[Stored data]

============

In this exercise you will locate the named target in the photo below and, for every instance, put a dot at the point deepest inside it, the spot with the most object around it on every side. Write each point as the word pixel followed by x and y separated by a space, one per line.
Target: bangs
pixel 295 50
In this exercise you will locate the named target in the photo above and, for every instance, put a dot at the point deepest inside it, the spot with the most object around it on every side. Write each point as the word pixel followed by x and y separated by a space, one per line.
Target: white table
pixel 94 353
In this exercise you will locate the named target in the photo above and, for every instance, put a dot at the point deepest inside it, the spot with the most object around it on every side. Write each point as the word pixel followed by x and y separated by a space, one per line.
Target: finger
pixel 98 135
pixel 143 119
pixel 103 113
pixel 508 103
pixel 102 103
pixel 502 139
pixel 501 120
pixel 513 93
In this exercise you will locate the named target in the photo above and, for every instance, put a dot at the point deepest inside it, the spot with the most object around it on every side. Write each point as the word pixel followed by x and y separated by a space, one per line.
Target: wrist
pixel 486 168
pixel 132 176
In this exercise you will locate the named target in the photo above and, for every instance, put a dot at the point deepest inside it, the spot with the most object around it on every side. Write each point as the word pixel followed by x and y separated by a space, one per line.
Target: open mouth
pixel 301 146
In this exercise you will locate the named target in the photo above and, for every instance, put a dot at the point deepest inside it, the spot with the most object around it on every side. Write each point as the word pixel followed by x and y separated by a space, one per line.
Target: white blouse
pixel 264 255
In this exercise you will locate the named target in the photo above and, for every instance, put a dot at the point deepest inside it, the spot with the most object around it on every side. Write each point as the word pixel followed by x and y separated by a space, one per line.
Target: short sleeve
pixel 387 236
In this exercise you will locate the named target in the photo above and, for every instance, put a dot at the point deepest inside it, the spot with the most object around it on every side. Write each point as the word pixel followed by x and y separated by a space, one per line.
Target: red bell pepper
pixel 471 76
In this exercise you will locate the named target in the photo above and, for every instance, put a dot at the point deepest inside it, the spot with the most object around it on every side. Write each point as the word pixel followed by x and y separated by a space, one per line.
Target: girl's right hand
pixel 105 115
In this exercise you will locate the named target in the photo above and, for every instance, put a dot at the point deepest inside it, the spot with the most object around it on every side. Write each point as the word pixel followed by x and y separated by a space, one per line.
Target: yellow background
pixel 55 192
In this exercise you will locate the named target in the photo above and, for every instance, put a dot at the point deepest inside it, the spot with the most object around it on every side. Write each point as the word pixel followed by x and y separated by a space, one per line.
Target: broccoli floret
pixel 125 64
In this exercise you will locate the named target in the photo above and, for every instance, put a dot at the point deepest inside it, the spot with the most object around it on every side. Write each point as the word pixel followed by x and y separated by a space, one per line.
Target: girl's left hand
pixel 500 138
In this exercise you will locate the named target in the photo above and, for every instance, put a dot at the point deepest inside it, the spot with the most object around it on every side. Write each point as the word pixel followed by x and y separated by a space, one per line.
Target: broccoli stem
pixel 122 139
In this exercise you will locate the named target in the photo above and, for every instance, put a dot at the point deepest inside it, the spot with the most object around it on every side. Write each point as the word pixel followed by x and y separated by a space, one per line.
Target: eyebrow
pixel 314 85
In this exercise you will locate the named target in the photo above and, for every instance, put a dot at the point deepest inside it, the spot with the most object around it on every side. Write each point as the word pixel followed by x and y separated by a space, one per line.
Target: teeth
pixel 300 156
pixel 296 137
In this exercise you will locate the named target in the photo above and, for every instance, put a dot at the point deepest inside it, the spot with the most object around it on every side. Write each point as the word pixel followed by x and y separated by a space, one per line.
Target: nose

============

- _Work to be completed_: None of the records may be left out; each is to be restated exactly.

- _The completed task_:
In this exercise you will locate the named target in the photo below and, for every instance, put a dot at the point deepest inside it, the spot with the most object around it on every side. Write each point as the word pixel followed by x and y separated by a space, one per line.
Target: bangs
pixel 295 50
In this exercise you will locate the named target in the photo above and, for every instance, put a dot at the point deepest inside it, the spot with the most object around it on every side. Write each point as the word pixel followed by x and y separated by a space, one per line.
Target: white table
pixel 94 353
In this exercise you will locate the named target in the photo above and, for every instance, put a dot at the point deepest inside it, the spot with the most object around it on every side. Write each point as the word pixel followed by x and y separated by a space, one per line.
Target: finger
pixel 98 135
pixel 143 119
pixel 103 113
pixel 508 103
pixel 102 103
pixel 502 139
pixel 501 120
pixel 513 93
In this exercise you will locate the named target in the photo above and, for every instance, put a dot at the point deepest inside it, the spot with the most object around it on every side. Write each point as the word pixel followed by x and y separated by a space, one per line.
Target: wrist
pixel 486 168
pixel 132 176
In this exercise you will locate the named target in the photo above and, for every instance, put a dot at the point deepest inside it, the spot with the most object around it on every side. Write each point as the word pixel followed by x and y separated by a space, one per line.
Target: open mouth
pixel 301 146
In this exercise you will locate the named target in the photo above and, for every instance, put a dot at the point deepest inside it, the spot with the most object around it on every side. Write each point as the word pixel followed by x and y separated by a space, one per line.
Target: white blouse
pixel 264 255
In this exercise you will locate the named target in the photo above and, for every instance, put a dot at the point deepest inside it, the spot with the most object around it on every side. Write each point as the word pixel followed by x and y separated by a space, one per line.
Target: short sleeve
pixel 387 236
In this exercise you will locate the named target in the photo above and, for every instance, put a dot at the point deepest inside it, the spot with the most object around it on every side. Write each point as the word pixel followed by x and y separated by a space, one per line.
Target: red bell pepper
pixel 471 76
In this exercise you will locate the named target in the photo above and, for every instance, put a dot at the point deepest inside it, the spot with the most object around it on every side. Write each point as the word pixel followed by x and y separated by a space, one per line.
Target: girl's right hand
pixel 105 115
In this exercise you will locate the named target in the photo above and, for every instance, put a dot at the point deepest inside it, the spot with the most object around it on every side. Write each point as the word pixel followed by x and y separated by a space, one per line.
Target: yellow background
pixel 55 192
In this exercise you will locate the named target in the photo above and, for every instance, put a dot at the point deepest inside it, the spot with the most object around it on every side. Write each point as the word pixel followed by x and y separated by a space, one per line.
Target: broccoli floret
pixel 125 64
In this exercise you will locate the named target in the photo above and, for every instance, put a dot at the point deepest inside it, the spot with the most object around it on every side. Write each point as the word pixel followed by x and y separated by a space, one per line.
Target: girl's left hand
pixel 500 138
In this exercise you will locate the named target in the photo above and, for every instance, put a dot at the point deepest inside it, the spot with the most object around it on every side. Write each point as the word pixel followed by x and y separated by a space, one per line.
Target: broccoli stem
pixel 122 139
In this exercise you will locate the named target in the photo above and, for every instance, put a dot at the point deepest inside it, the spot with the most object around it on every side. Write each point as the word pixel followed by x and y separated by a space, one per line.
Target: eyebrow
pixel 314 85
In this exercise you will locate the named target in the photo above and, for every instance, put a dot at the point deepest inside it, the spot with the most object around it on every side. Write each point as the word pixel followed by x and y separated by a space, one per line.
Target: teeth
pixel 300 156
pixel 296 137
In this exercise you will locate the named target in the photo above and, for every instance, put a dot at the point deepest inside it, the spot with the most object around it on every side. Write each point as the word pixel followed by x and y separated by a space, one per line.
Target: nose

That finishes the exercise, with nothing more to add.